**Records supplied**.

________________

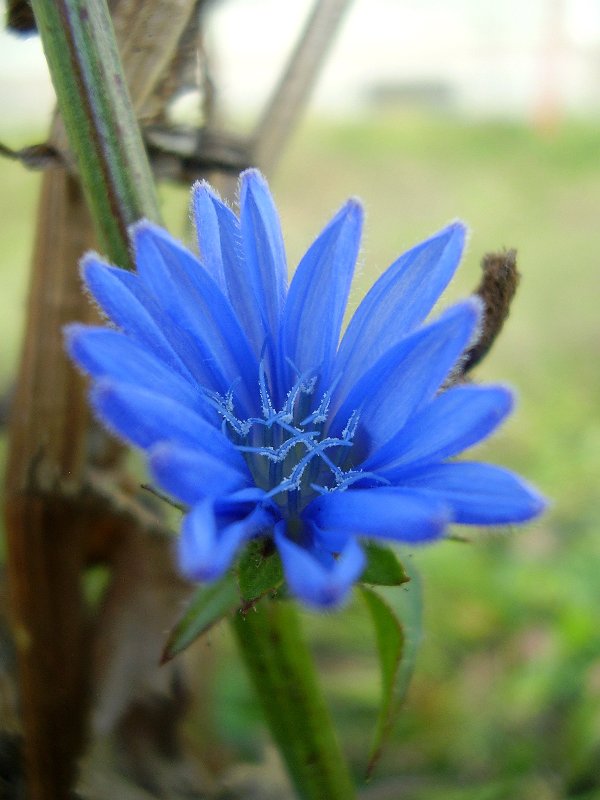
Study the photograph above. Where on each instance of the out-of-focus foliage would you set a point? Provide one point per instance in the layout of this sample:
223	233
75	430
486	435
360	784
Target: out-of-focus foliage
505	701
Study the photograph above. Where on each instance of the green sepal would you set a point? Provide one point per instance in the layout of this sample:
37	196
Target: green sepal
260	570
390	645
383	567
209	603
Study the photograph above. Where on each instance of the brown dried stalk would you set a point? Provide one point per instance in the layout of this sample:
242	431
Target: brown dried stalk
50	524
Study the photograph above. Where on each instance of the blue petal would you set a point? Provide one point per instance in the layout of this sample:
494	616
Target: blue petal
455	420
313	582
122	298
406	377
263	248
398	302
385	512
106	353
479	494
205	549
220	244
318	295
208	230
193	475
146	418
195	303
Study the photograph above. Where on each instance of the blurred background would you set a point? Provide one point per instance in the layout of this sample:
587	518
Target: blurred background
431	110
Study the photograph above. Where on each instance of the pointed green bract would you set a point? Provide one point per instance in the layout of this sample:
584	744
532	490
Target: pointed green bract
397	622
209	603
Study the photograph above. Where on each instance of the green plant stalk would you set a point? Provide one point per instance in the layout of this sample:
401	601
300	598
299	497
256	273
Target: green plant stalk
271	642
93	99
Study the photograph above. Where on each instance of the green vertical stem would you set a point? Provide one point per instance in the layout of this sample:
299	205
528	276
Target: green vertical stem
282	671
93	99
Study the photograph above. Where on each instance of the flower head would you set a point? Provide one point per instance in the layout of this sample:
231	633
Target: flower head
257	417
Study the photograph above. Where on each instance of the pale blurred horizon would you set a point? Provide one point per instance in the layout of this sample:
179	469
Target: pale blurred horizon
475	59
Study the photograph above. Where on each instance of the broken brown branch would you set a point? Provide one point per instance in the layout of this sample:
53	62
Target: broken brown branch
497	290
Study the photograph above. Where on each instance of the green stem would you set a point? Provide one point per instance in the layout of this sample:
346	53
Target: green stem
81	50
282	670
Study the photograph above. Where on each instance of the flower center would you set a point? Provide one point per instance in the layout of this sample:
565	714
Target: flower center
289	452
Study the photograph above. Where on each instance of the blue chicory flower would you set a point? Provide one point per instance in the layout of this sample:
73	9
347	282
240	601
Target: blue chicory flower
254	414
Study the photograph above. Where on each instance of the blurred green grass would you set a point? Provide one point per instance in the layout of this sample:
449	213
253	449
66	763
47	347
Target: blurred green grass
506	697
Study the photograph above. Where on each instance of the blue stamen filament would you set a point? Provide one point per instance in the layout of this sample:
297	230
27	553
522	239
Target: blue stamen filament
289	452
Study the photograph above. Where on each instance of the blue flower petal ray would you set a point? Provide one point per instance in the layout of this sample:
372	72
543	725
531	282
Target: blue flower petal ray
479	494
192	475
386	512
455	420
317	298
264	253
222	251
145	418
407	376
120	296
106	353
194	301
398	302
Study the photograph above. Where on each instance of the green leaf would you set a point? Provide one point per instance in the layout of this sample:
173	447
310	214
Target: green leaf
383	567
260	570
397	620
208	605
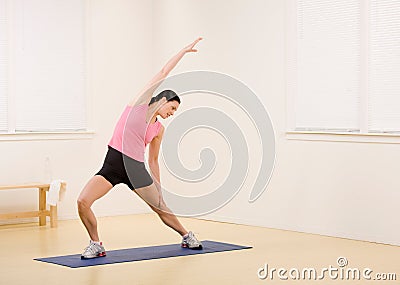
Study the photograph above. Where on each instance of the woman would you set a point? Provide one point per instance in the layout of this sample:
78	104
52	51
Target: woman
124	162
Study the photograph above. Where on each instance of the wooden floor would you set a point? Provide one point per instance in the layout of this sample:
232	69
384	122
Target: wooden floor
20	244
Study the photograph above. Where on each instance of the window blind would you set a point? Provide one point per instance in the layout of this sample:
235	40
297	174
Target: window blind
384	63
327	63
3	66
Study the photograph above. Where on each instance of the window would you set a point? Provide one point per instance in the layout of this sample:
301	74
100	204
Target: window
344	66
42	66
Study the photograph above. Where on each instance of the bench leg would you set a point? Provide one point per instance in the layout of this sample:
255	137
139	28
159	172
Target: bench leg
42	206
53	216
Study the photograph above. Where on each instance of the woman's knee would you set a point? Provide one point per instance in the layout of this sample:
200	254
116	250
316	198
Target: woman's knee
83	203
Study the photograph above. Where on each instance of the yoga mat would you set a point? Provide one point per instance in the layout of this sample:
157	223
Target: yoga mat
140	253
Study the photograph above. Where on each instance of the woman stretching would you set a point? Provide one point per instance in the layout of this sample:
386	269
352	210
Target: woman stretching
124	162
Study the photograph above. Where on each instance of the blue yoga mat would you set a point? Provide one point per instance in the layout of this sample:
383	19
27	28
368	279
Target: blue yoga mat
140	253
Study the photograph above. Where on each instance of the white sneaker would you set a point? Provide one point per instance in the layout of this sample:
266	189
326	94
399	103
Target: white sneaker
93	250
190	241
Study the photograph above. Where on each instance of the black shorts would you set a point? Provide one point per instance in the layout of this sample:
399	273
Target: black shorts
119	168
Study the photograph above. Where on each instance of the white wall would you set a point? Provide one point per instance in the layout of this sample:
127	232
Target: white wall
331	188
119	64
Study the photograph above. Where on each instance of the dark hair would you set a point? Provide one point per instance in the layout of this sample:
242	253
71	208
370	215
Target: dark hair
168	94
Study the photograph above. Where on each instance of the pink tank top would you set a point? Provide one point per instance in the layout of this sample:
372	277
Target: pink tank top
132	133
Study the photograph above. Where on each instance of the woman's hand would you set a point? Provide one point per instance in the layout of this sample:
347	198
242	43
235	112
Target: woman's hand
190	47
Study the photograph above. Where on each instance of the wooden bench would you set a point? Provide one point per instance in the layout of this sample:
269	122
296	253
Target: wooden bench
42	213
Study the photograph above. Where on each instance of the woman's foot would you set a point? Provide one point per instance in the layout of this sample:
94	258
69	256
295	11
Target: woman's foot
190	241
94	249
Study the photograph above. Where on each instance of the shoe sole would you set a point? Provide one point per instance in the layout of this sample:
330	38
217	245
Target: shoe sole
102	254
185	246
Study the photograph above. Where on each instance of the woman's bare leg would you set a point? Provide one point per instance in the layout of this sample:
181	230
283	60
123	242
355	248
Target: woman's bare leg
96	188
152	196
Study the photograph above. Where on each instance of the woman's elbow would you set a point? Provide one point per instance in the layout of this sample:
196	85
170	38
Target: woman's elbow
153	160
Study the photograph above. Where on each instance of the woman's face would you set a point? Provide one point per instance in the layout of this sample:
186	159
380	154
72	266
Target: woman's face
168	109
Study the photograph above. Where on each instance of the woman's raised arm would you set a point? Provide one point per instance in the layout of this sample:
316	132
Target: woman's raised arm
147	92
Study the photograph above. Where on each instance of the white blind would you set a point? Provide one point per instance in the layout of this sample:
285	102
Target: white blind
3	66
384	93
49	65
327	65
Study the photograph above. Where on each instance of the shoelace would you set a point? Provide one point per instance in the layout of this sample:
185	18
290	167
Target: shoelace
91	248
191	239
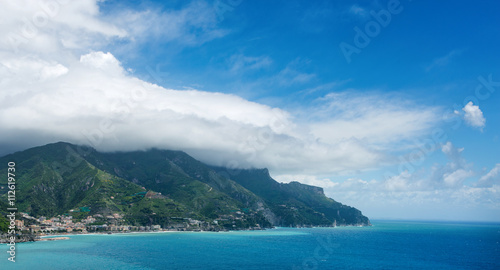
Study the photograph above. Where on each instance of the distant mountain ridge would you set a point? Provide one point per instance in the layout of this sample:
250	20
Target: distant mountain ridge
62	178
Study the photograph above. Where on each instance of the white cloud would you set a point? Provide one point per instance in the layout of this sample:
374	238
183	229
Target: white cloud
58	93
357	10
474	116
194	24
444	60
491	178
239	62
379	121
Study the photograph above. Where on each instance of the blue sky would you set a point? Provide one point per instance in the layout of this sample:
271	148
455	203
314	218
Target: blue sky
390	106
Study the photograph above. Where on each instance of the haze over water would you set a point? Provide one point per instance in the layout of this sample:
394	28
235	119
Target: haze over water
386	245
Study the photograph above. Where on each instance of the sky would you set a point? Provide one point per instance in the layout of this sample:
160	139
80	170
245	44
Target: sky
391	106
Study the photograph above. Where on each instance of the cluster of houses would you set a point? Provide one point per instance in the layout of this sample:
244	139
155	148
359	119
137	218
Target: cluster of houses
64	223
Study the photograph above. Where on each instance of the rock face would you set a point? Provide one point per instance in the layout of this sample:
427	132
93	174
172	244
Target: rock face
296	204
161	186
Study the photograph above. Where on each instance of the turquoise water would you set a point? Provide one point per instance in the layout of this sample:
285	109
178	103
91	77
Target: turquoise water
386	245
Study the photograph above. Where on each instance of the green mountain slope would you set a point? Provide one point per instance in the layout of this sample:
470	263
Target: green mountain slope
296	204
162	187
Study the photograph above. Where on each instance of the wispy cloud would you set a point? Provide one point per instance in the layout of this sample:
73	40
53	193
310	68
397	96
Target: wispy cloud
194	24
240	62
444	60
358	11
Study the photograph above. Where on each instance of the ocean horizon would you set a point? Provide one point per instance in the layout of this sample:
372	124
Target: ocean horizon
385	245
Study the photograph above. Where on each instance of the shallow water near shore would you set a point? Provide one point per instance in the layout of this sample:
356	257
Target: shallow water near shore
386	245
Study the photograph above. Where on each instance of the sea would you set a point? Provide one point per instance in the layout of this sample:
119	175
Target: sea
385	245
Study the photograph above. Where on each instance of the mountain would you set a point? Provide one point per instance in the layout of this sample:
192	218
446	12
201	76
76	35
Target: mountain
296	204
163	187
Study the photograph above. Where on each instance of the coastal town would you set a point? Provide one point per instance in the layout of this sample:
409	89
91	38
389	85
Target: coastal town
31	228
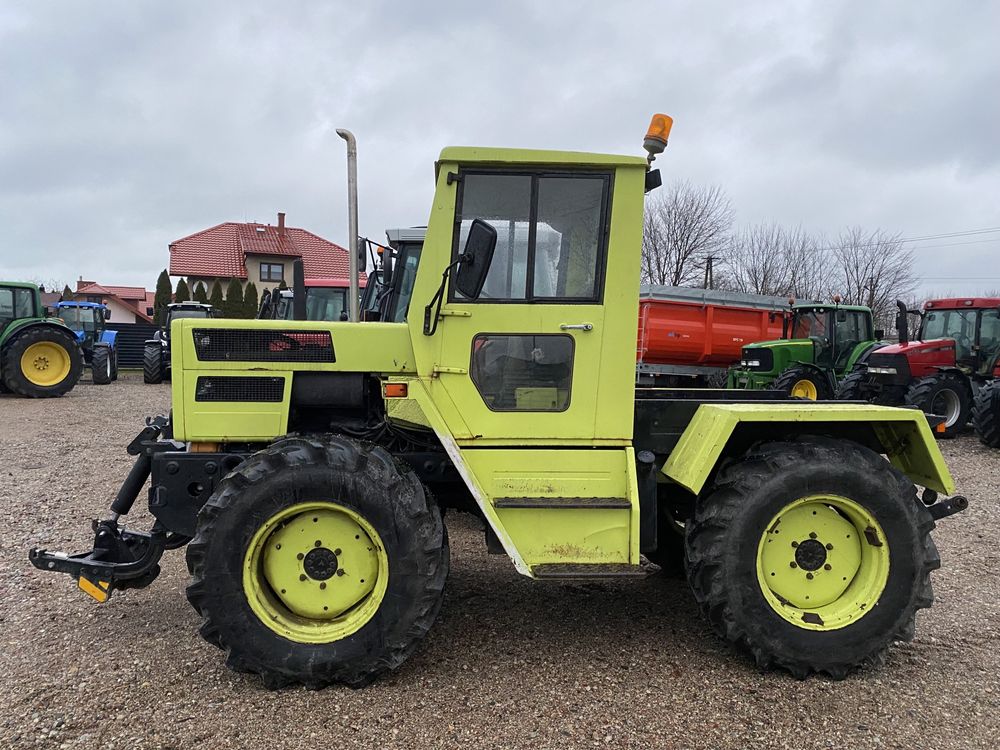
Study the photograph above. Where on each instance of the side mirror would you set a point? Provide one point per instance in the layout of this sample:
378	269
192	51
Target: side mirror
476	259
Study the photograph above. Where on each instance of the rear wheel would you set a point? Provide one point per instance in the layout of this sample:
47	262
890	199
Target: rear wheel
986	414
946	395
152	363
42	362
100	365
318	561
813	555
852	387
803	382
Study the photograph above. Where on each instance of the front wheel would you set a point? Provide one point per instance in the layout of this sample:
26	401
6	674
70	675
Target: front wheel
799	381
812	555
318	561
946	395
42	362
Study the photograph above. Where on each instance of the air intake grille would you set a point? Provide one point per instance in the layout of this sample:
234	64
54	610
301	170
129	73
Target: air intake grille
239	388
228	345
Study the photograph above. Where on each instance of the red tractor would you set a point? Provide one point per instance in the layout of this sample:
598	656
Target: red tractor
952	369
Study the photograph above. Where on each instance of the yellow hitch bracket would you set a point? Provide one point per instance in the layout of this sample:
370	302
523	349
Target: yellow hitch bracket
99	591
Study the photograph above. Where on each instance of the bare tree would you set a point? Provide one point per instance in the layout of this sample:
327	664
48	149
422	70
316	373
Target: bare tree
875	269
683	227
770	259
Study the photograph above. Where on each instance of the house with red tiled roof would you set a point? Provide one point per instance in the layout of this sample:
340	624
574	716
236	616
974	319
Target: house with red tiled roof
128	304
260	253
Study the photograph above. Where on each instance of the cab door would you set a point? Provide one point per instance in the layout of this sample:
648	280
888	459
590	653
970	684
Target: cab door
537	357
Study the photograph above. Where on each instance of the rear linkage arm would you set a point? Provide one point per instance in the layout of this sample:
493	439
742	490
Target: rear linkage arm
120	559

________________

**What is required**.
Please copy, exactly and with nothing else, the lines above beginning at the line that has "Target: yoga mat" and ending with the line that has "the shoe sole".

**Task response**.
Target: yoga mat
140	253
Study the photograph above. Where on each instance of the woman stretching would you set a point? Provide one point per instance in the layout of this sample:
386	269
352	210
Target: woman stretching
124	162
Study the photograph above. Where on each instance of the blue yoga mat would you set a point? Provide one point per instance in the layout of this sample:
383	19
27	28
368	279
Target: blue yoga mat
140	253
Study the photograph above. Where on each instance of the white sneaker would you set a point? Provide one point per instance in the layout of this sample:
266	189
326	94
399	103
Target: white sneaker
93	250
190	241
Study the photograph above. Where on each instance of the black shorts would you set a point? Provide one point per instance in the layout of this sample:
399	273
Target: black shorts
119	168
Study the photograph above. Where on each instance of the white wall would you set a point? Provide one point per instance in the layout of this sample:
127	232
Target: white wall
331	188
119	64
Study the photograph above. Where on each instance of the dark hair would you set a point? Provide one point per instance in the layout of this sample:
242	253
71	208
370	215
Target: dark hair
168	94
Study the photograph above. Where on each instance of the pink tank top would you set a point? Provide one point per instance in the layout of this sample:
372	277
Target: pink tank top
132	133
Study the photograph above. Where on each instance of the woman's hand would you set a point? Provide one point per instance in the layout of this sample:
347	198
242	43
235	112
Target: woman's hand
190	47
Study the photograph above. Where on each instance of the wooden bench would you set a point? Provide one point per instance in the layout of this sample:
269	122
296	253
Target: wooden bench
42	213
Study the photograph above. Where on each instance of the woman's foot would you set a point? Provide one point per instance in the layout of this sample:
94	258
69	256
295	11
Target: woman's foot
190	241
94	249
Study the photograph above. Where on each instance of the shoe sole would you set a point? Provide one point per instance in the layout of this sample:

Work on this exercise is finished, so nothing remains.